Problem to work on:
Which lines of the data contain the string "background"? Copy every one.

===

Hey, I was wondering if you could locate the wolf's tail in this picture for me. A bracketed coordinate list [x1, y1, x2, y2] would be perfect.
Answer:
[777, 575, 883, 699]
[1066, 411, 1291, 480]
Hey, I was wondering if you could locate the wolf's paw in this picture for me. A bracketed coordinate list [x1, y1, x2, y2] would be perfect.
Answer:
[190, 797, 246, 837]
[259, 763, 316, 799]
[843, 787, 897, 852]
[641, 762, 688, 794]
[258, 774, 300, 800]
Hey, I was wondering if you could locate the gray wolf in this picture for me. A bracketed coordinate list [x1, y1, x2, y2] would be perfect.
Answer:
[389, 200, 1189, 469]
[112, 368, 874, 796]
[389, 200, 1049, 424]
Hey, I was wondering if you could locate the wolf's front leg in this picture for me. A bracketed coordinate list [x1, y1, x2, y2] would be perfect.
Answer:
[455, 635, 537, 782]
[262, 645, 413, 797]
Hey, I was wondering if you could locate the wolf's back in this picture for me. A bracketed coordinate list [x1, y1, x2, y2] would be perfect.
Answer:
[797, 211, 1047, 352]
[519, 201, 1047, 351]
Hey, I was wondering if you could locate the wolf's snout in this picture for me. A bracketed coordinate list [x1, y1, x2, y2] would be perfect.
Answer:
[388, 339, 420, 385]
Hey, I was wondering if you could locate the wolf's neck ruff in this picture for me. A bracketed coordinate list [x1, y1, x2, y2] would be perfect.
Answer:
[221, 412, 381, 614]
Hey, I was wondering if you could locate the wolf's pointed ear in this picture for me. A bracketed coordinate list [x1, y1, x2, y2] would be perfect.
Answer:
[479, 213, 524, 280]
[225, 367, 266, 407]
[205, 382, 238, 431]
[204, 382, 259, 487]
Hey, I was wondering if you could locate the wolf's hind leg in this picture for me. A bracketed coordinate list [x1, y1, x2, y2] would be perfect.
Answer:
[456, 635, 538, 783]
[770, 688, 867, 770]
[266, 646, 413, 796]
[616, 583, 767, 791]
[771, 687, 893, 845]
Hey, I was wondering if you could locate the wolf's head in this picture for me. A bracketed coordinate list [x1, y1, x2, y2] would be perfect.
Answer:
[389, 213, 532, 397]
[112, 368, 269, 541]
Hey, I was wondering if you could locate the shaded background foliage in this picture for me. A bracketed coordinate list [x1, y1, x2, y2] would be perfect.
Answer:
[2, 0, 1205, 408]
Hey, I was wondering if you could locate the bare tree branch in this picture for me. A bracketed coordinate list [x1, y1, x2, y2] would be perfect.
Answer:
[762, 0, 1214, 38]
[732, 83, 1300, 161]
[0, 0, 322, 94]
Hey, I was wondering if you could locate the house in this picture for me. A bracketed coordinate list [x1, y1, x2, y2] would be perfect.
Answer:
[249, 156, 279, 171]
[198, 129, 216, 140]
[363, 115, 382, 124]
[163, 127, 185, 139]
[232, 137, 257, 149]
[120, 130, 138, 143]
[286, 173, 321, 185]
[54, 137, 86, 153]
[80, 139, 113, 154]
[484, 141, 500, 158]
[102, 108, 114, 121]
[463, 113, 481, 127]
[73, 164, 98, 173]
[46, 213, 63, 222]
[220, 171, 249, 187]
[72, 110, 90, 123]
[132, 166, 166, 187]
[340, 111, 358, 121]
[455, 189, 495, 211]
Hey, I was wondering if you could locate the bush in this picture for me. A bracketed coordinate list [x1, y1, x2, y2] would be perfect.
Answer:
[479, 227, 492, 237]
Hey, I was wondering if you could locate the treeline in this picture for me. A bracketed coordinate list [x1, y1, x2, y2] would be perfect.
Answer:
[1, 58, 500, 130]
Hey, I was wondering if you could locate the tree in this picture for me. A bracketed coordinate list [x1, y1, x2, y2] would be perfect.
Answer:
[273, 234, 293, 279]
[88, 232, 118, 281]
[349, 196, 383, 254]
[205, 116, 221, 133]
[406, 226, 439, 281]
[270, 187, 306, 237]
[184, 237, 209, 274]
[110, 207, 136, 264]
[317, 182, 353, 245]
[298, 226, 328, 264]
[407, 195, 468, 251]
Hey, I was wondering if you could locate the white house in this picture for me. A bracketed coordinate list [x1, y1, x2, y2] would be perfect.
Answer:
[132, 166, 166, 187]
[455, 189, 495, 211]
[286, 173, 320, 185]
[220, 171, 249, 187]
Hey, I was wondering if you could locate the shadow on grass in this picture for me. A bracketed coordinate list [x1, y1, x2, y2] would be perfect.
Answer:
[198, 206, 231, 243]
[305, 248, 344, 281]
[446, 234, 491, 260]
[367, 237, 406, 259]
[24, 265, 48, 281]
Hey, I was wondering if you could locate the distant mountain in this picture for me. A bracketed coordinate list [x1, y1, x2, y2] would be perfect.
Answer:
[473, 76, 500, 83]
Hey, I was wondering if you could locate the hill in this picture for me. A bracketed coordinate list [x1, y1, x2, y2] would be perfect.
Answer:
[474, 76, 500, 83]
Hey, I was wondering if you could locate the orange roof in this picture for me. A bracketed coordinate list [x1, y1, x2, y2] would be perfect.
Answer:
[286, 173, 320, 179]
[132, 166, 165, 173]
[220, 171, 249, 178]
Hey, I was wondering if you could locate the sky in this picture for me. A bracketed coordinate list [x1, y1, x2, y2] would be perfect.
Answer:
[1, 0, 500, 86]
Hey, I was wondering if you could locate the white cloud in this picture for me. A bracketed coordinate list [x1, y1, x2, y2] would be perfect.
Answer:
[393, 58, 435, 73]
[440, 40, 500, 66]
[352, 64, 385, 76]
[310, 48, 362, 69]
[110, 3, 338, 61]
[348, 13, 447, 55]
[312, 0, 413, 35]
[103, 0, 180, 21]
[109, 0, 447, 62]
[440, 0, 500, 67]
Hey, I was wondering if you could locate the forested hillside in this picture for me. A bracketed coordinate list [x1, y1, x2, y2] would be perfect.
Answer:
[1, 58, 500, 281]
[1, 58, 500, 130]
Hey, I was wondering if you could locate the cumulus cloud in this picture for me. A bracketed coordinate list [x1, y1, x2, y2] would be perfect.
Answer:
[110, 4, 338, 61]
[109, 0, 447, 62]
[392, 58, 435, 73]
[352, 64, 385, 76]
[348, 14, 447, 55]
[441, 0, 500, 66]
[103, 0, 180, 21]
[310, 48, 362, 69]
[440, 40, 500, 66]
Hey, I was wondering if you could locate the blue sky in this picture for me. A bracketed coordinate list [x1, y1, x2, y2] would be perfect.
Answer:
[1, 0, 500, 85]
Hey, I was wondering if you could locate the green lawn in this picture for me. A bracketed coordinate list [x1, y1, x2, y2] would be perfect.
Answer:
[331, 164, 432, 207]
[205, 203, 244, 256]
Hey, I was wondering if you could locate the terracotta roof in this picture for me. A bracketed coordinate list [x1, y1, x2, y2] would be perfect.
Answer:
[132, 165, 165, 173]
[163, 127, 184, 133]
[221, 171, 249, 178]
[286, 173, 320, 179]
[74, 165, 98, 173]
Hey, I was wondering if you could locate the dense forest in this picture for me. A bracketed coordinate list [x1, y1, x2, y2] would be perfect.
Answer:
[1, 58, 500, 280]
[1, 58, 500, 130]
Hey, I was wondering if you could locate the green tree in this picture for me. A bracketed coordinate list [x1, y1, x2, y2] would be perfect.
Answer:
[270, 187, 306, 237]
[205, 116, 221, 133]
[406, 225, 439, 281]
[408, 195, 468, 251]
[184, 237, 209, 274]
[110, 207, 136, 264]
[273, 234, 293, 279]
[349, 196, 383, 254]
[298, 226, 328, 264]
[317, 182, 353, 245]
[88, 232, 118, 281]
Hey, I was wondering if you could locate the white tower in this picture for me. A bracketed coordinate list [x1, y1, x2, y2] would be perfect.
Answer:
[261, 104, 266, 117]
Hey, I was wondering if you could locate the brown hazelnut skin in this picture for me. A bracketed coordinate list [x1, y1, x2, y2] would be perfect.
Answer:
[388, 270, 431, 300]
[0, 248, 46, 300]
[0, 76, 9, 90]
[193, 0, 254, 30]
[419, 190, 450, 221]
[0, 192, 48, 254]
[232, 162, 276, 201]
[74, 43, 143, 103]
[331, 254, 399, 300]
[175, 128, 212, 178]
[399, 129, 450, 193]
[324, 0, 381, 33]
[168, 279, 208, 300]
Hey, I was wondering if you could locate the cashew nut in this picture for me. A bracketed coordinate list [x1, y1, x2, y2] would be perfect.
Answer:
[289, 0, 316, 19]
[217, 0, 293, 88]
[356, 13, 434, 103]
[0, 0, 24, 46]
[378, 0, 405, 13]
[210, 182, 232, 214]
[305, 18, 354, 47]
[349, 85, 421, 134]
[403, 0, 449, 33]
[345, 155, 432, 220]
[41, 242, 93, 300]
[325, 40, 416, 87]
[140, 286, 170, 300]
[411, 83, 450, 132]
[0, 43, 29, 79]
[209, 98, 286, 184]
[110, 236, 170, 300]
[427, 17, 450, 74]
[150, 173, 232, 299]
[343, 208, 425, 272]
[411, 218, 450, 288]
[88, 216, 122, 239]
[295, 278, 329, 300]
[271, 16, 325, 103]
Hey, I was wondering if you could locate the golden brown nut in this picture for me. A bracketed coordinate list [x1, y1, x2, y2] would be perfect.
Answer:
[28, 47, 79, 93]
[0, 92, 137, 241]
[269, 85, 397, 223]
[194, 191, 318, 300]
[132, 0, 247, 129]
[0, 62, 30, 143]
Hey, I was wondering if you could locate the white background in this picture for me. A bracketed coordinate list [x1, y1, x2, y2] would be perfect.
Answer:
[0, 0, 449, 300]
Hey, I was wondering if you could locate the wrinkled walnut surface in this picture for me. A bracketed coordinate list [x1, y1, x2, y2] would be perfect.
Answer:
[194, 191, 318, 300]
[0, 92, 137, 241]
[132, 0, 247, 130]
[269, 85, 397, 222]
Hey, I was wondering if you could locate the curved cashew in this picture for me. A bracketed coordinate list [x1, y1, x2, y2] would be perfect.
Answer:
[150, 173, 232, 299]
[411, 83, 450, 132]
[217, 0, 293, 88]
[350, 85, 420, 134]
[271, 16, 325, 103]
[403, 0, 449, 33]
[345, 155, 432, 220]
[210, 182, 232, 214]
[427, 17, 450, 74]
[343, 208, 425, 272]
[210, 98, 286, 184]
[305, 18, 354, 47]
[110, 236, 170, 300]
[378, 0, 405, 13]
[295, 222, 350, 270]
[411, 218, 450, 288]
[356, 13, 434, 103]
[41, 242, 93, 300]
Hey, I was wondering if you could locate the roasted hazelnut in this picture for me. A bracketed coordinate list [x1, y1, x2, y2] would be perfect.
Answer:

===

Exercise result:
Hey, I was wondering if you could locate the shaded background foliage in this picture for me. A bracketed coordinate list [x1, y1, x2, y2] would be perfect.
Hey, I was wondering if you could locate the white background in this picture for me. A bracketed coordinate list [x1, y1, x2, y2] would be perfect.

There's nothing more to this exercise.